___ DOCUMENTO ___
Neolitico
medio
Ceramiche
dipinte in bianco - Ceramiche dipinte a bande rosse
Le
ceramiche dipinte in bianco, individuate a Passo di Corvo (Foggia),
costituiscono, insieme a quelle a bande rosse, due aspetti tipici del
Neolitico medio dell'Italia meridionale.
Lo
"stile di Passo di Corvo arcaico" (definito dal Tinè
"Neolitico medio IVa1"), collocabile stratigraficamente fra i
livelli di Masseria La Quercia e la fase con ceramica a bande rosse, è
caratterizzato da ceramica figulina dipinta in bianco su fondo naturale
o ingubbiato in rosso oppure dipinte in bianco e rosso con motivi a
semplici bande orizzontali, chevrons, quadrati, triangoli e cerchi. Le
forme vascolari più comuni sono la ciotola emisferica, la ciotola carenata
a larga tesa, la ciotola ad orlo ingrossato, l'orciolo, il vaso a fiasco
e la tazza.
A questa classe di ceramiche sono spesso associate alcune forme dipinte
a fasce rosse, presenti sul bordo sia all'interno che all'esterno, e ceramiche
brune ingubbiate o levigate.
Le
ceramiche dipinte in bianco, individuate in numerosi siti del Tavoliere
(Passo di Corvo, Villa Comunale, Lagnano da Piede, Scaramella di S.Vito,
Monte Aquilone), nel Materano e in Basilicata, presentano delle
evidenti analogie con le ceramiche diffuse in Grecia e in Albania in
contesti databili intorno alla metà del V millennio a.C.
Lo
"stile di Passo di Corvo tipico" (definito dal Tinè
"Neolitico medio IVa2") si caratterizza invece per una ceramica
figulina con decorazione di colore rosso-arancio o vinaccia presente di
solito sulla superficie esterna e su alcune ciotole anche all'interno.
___
## ISTRUZIONI
**A)** Rispondi a queste domande sul testo relativo alle ceramiche del Neolitico medio:
(i) Con quale nome Tinè definisce lo "stile di Passo di Corvo arcaico"?
(ii) Con le ceramiche di quali paesi quelle dipinte in bianco mostrano evidenti analogie?
(iii) Di che colore è la decorazione nello "stile di Passo di Corvo tipico"?
**B)** Scrivi il seguito del testo sulle ceramiche del Neolitico medio, partendo dopo la sua ultima frase.
I record non hanno alcun ruolo in questo lavoro.
___ INSIEME DI DATI ___
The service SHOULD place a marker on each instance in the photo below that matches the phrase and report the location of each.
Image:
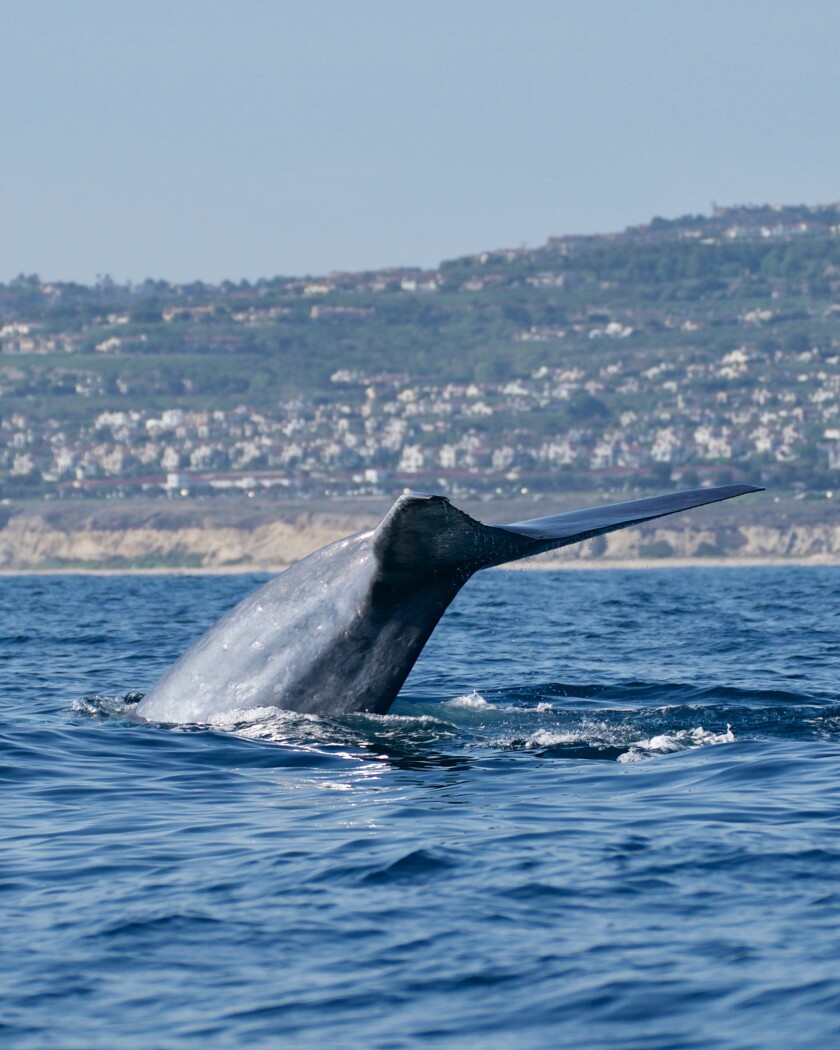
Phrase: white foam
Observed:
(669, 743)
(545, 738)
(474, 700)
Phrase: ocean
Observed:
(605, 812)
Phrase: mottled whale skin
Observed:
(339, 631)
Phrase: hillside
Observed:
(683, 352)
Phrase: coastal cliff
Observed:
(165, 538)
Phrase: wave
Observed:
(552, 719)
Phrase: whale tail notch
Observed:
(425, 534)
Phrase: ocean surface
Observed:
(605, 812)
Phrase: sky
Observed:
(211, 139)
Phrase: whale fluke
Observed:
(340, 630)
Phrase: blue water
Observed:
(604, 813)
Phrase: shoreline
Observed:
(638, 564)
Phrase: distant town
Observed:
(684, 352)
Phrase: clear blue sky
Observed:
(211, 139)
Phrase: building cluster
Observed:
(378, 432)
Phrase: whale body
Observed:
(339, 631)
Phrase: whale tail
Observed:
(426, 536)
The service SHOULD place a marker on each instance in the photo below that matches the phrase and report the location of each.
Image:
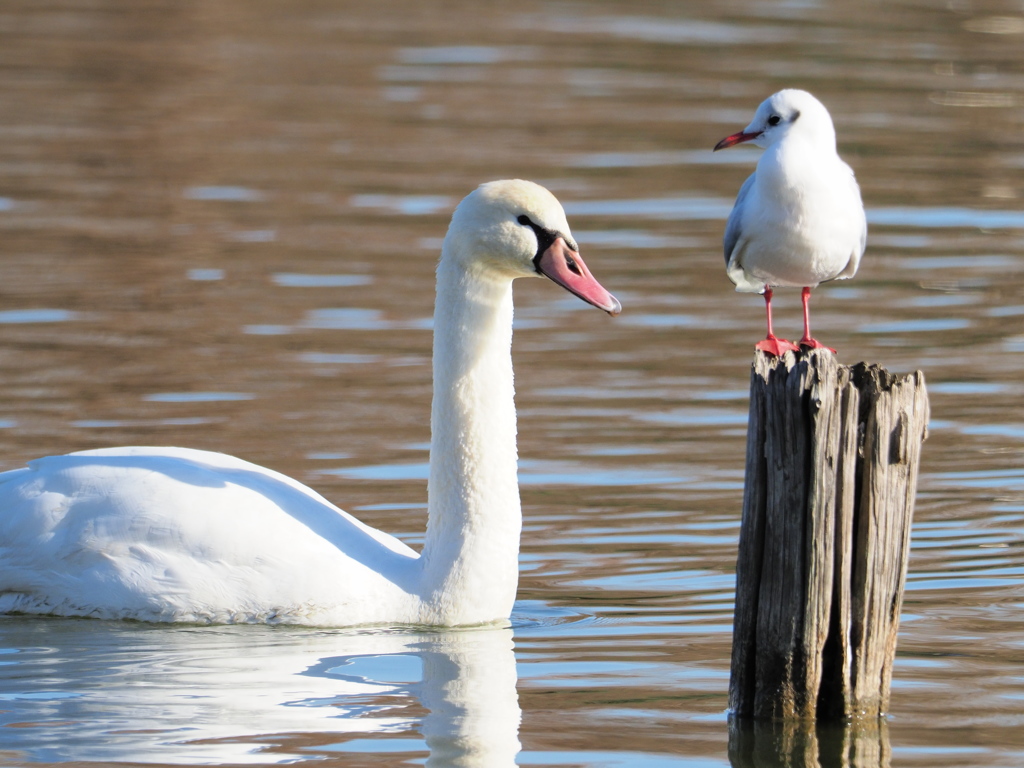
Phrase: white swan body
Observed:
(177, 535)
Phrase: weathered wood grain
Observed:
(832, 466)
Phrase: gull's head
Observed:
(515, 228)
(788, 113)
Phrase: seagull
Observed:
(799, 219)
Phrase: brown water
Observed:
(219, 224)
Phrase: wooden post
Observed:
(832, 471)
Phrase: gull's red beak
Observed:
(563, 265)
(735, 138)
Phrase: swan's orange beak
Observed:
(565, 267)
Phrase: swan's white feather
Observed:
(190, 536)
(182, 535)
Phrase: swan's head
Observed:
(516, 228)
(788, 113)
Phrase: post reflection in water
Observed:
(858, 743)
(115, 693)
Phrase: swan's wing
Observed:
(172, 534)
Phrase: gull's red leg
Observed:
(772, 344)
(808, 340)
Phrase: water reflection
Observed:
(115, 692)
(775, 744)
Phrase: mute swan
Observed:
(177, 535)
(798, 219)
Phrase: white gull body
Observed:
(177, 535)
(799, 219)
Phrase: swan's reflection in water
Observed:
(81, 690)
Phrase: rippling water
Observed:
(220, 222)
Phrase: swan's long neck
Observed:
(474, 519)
___
## RISPOSTE ATTESE
**A)**
(i) "Neolitico medio IVa1"
(ii) Grecia e Albania
(iii) Rosso-arancio o vinaccia

**B)**
Le forme ceramiche maggiormente rappresentate sono le ciotole
emisferiche, gli orcioli e i fiaschi con alto collo cilindrico. In
associazione a questo tipo di ceramica dipinta compare anche la ceramica
bruna, molto rappresentata nei contesti di questo stile.
Le
ceramiche a bande rosse sono documentate soprattutto nel Tavoliere ma
anche in altri siti della Basilicata (Tirlecchia, Grotta dei
Pipistrelli, Grotta Funeraria, Latronico, Lavello, Trasano. S.Candida),
in Calabria (Grotta della Madonna a Praia a Mare, Grotta di S.Angelo a
Cassano Jonio), in Sicilia, nelle isole Eolie, nell'area
abruzzese-marchigiana fino in Toscana e sporadicamente in Liguria.
L'industria
litica è caratterizzata da strumenti campignani e manufatti di
ossidiana realizzati con materiale di provenienza liparese; l'industria ossea comprende punteruoli,
spatole, scalpelli e manici.
L'economia di sussistenza era basata
sull'allevamento (predominanza di ovicaprini e bovini) e
sull'agricoltura (diverse specie di frumento, orzo, avena) mentre la
caccia svolgeva un ruolo decisamente marginale.
Gli
abitati, caratterizzati da grandi trincee di recinzione e da fossati
a C, variano per forme e dimensioni, per
complessità dei recinti esterni e dei fossati a C. In alcuni villaggi, come per il periodo precedente,
si rinvengono delle
sepolture. A Passo di Corvo sono state scoperte cinque deposizioni in
fosse, prive di corredo e con l'inumato in posizione rannicchiata
sul
fianco sinistro e con le braccia incrociate
sul petto.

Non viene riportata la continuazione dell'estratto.